- **COMPLETA QUANTO SEGUE**:
#1 Riscrivi come elenco puntato il paragrafo del testo su Easy Rider che comincia con «Due amici, due “chopper” Harley», conservandone i fatti principali.
#2 Secondo il testo su Easy Rider, quanto erano state pagate in origine le Harley Panhead della polizia usate nel film?

- **SEZIONE DEL DOCUMENTO**:
━━━

Drive In. Easy Rider: Harley Davidson
Se i finestrini delle auto sono il surrogato di un televisore, le moto sono allora il mezzo migliore per gustarsi la libertà: il cinema ci ha dato l’esempio perfetto con il road movie per eccellenza, Easy Rider.
Due amici, due “chopper” Harley, un malloppo di soldi ed una strada verso la West Coast, e la libertà. Questo in poche parole Easy Rider, film mito della controcultura del finire degli anni ’60, con Dennis Hopper e Peter Fonda, e Jack Nicholson nel ruolo dell’avvocato (ed ubriacone) Henson. Se il cinema ha sempre espresso il desiderio di libertà, i road movies lo incarnano perfettamente, e tra questi, di diritto, il capostipite è senza dubbio questo film del 1969, scritto dai due protagonisti, prodotto da Fonda e diretto da Hopper, che racconta di essersi ispirato nella scrittura del soggetto nientemeno che al Sorpasso di Dino Risi. Con un cast ed un budget striminzito, non ha faticato a far breccia nel cuore dei giovani di allora (e di oggi).
Di road movies prima c’era stato The Wild Angels (1967) con lo stesso Fonda, oppure Hell’s Angels On Wheels con Nicholson, ma la rottura che ha creato Easy Rider è radicale nella controcultura americana e non solo. La trama del film non è delle più complesse, anzi si basa su un progetto molto semplice: comprare una grossa partita di droga in Messico, rivenderla negli USA per molto di più e godersi i soldi e la libertà lontano. Meta dei nostri due eroi è il carnevale di New Orleans. I mezzi per arrivare sulla West Coast sono le due indimenticabili Harley Davidson, che restano nell’immaginario comune creando un vero fenomeno anche nello stile delle motociclette: da allora la gente modificherà le proprie due ruote come i due chopper Flame di Billy The Kid ma soprattutto il celeberrimo Capitan America. E pensare che in origine erano delle Harley Panhead (inutile dirlo, oggi diventate un must assoluto) della polizia, comprate per 500 dollari.

━━━

- **DATI DISPONIBILI**:
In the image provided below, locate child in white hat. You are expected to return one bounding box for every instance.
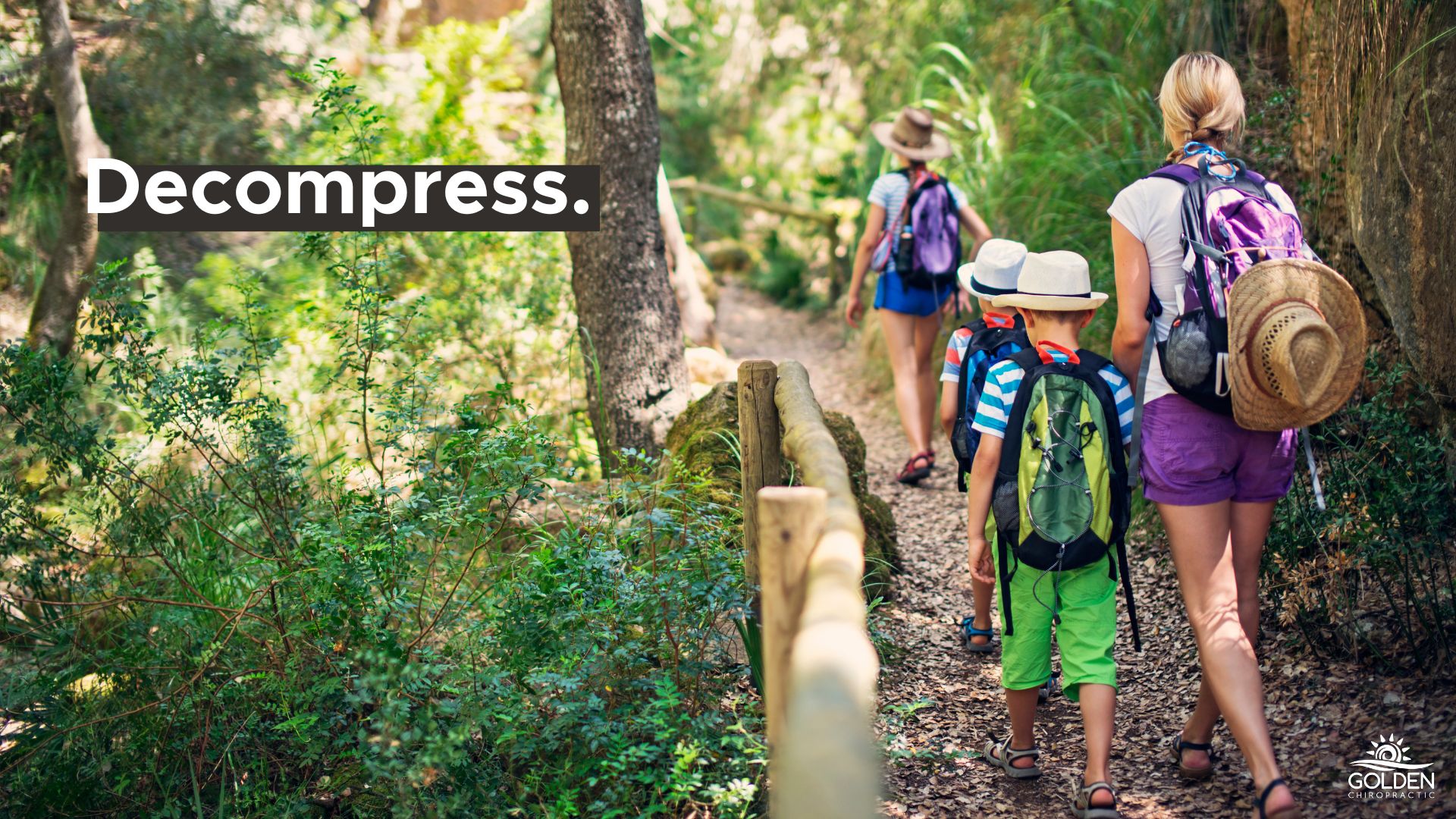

━━━

- **SOLUZIONI DEGLI ESERCIZI**:
#1
- La storia in breve: due amici, due chopper Harley, un malloppo di soldi, una strada verso la West Coast e la libertà.
- È un film mito della controcultura di fine anni '60, con Dennis Hopper e Peter Fonda. Jack Nicholson interpreta l'avvocato (e ubriacone) Henson.
- Il cinema ha sempre espresso il desiderio di libertà, e i road movie lo incarnano perfettamente. Questo film ne è senza dubbio il capostipite.
- È del 1969, scritto dai due protagonisti, prodotto da Fonda e diretto da Hopper.
- Hopper racconta di essersi ispirato per il soggetto al Sorpasso di Dino Risi.
- Pur con cast e budget striminziti, ha conquistato i giovani di allora e di oggi.

#2 500 dollari.